## Image-grounded pointing data
###

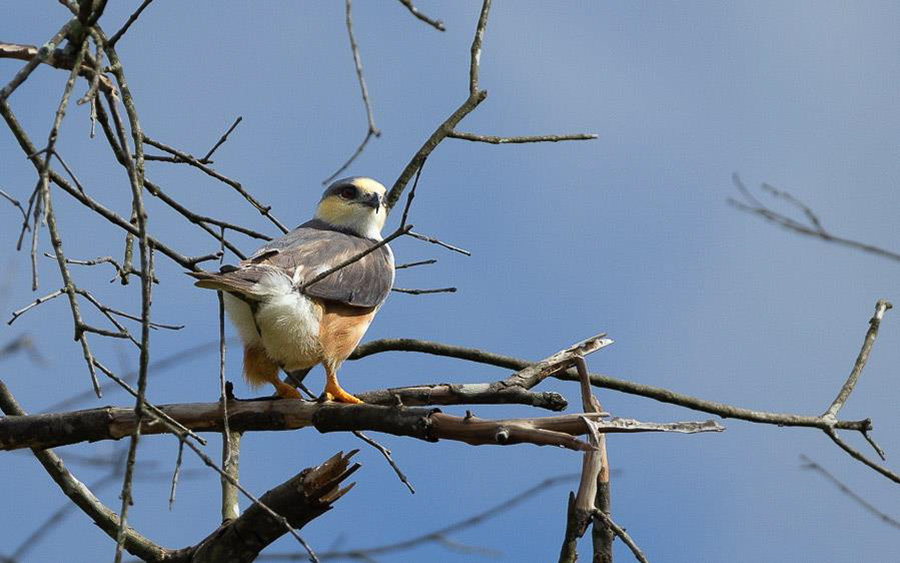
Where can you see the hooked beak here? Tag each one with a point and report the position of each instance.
(373, 201)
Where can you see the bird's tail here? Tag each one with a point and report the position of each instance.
(234, 281)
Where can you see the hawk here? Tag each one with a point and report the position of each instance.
(284, 325)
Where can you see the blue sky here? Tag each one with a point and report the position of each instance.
(629, 234)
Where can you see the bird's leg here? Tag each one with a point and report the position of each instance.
(259, 368)
(333, 391)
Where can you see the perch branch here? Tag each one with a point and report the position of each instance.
(113, 423)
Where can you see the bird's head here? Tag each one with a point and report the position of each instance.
(355, 204)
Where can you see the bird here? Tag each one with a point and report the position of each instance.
(286, 325)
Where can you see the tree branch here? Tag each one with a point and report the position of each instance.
(78, 493)
(300, 499)
(113, 423)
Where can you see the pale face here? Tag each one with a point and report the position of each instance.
(356, 204)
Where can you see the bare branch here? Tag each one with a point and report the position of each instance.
(16, 203)
(494, 140)
(814, 466)
(304, 497)
(372, 130)
(356, 257)
(606, 382)
(435, 535)
(623, 535)
(131, 19)
(475, 98)
(264, 210)
(437, 24)
(79, 494)
(861, 359)
(430, 425)
(814, 229)
(424, 291)
(388, 457)
(414, 264)
(221, 140)
(40, 55)
(433, 240)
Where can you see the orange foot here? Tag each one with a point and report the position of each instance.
(286, 391)
(333, 392)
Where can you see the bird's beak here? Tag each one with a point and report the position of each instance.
(373, 201)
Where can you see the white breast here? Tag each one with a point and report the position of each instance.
(288, 323)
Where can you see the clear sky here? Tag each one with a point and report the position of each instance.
(629, 234)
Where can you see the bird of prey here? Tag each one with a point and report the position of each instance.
(285, 325)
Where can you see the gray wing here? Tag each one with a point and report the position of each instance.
(312, 248)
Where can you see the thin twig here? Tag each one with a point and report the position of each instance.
(16, 203)
(414, 264)
(39, 57)
(387, 456)
(495, 140)
(356, 257)
(463, 524)
(814, 229)
(623, 535)
(264, 210)
(371, 129)
(437, 24)
(475, 98)
(424, 291)
(221, 140)
(175, 475)
(131, 19)
(18, 313)
(861, 359)
(810, 464)
(433, 240)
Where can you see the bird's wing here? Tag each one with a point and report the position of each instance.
(307, 251)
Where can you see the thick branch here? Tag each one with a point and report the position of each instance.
(113, 423)
(301, 499)
(81, 496)
(606, 382)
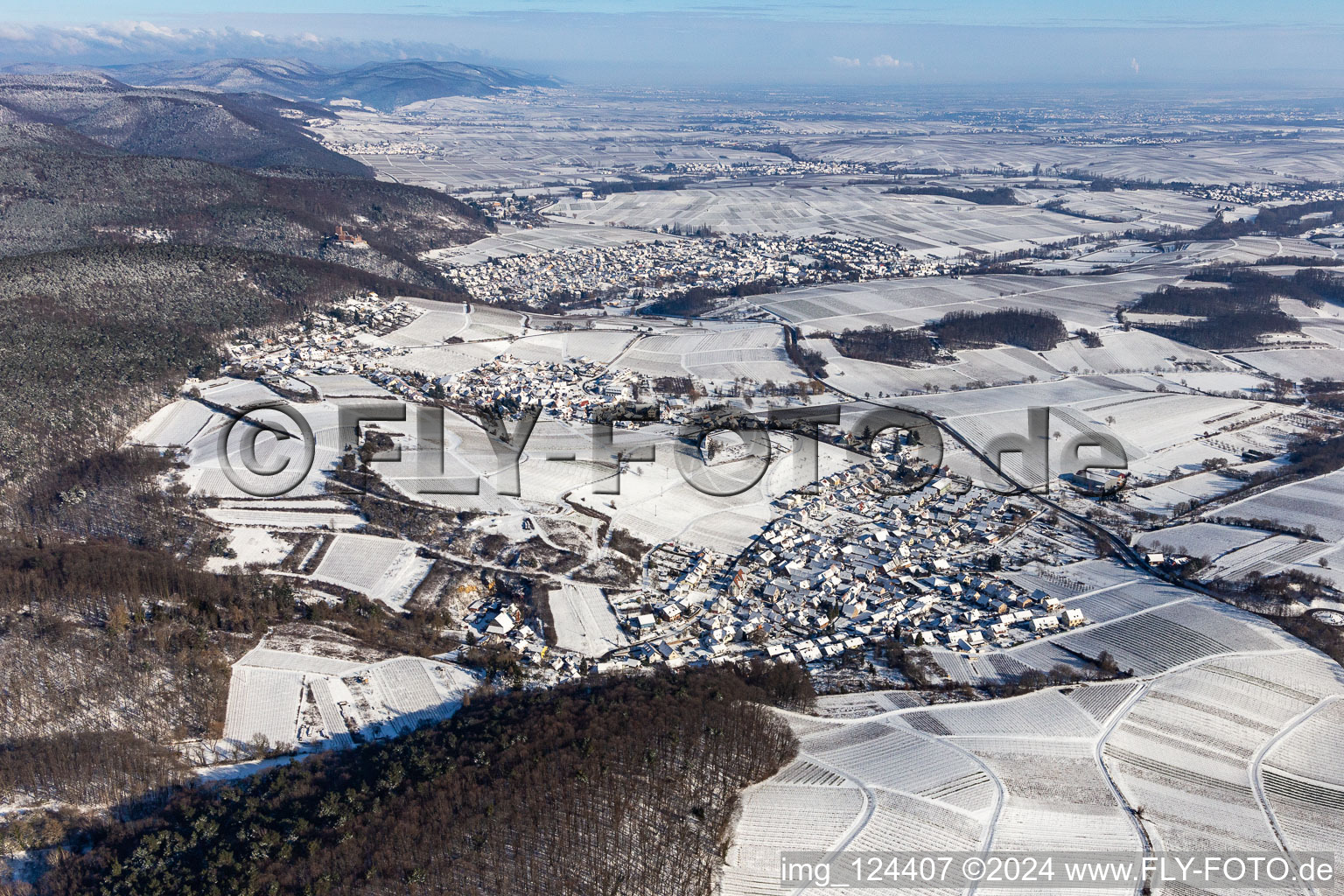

###

## Your assignment
Go through the entries and retype them exactly, except for the images.

## Written answer
Where can you see the hooked beak here? Tag each one with a point and report the position of each instance.
(373, 201)
Where can you see the bird's tail here? Tag each one with a point and report the position of each instance.
(234, 281)
Where can you see the hawk here? Tag each one with a point and report the position of each instance.
(284, 325)
Where can you see the blue sky here? Tag each one with a point and report the position of each instance.
(629, 234)
Where can you see the bird's leg here? Tag each one with a point and report the position of each instance.
(259, 368)
(333, 391)
Where can you see the perch branch here? Tag each one with a point and report the position of each instance.
(113, 423)
Where can you see the bird's head here? Tag each one with a point and report the position of each instance.
(355, 204)
Where can you see the bird here? Tag each one with a point and report the position of each instance.
(286, 325)
Where can you see the tree branch here? Tag each one with a point and report the position of each instance.
(78, 493)
(300, 499)
(113, 423)
Where can you see the pale face here? Tag each one with a point and report the position of each instance.
(356, 204)
Where can you see the bare branch here? Tag each one with a point and report the position of each instance.
(16, 203)
(494, 140)
(814, 466)
(304, 497)
(372, 130)
(356, 257)
(606, 382)
(435, 535)
(623, 535)
(131, 19)
(475, 98)
(264, 210)
(437, 24)
(79, 494)
(861, 359)
(430, 425)
(814, 229)
(424, 291)
(388, 457)
(414, 264)
(221, 140)
(40, 55)
(433, 240)
Where can you see the orange foot here? Tag each one with a point and report the position of each instance.
(286, 391)
(333, 392)
Where can you see the bird's beak here? Tag each one with a point and report the position of each instance.
(373, 201)
Where can you see the white breast here? Tag each one with a point and report the position of each instance.
(288, 323)
Where can you see the clear sky here? Tag each one with a point and report the position of each instance.
(629, 234)
Where can you see the bird of prey here? Tag each one with a point and report the position of each instance.
(285, 325)
Where can you see the gray wing here? Tag each one with a point and report the position of each instance.
(312, 248)
Where can you see the thin twig here? Tag each one with a point and report the position of each instance.
(16, 203)
(414, 264)
(39, 57)
(387, 456)
(495, 140)
(356, 257)
(463, 524)
(814, 229)
(623, 535)
(264, 210)
(371, 129)
(437, 24)
(475, 98)
(424, 291)
(221, 140)
(175, 475)
(131, 19)
(18, 313)
(861, 359)
(810, 464)
(433, 240)
Where can you see the bird's wing here? Tag each one with a point and report the position of each instance.
(307, 251)
Where can you see the thick branch here? Tag each one with a point and report the position of each instance.
(113, 423)
(301, 499)
(81, 496)
(606, 382)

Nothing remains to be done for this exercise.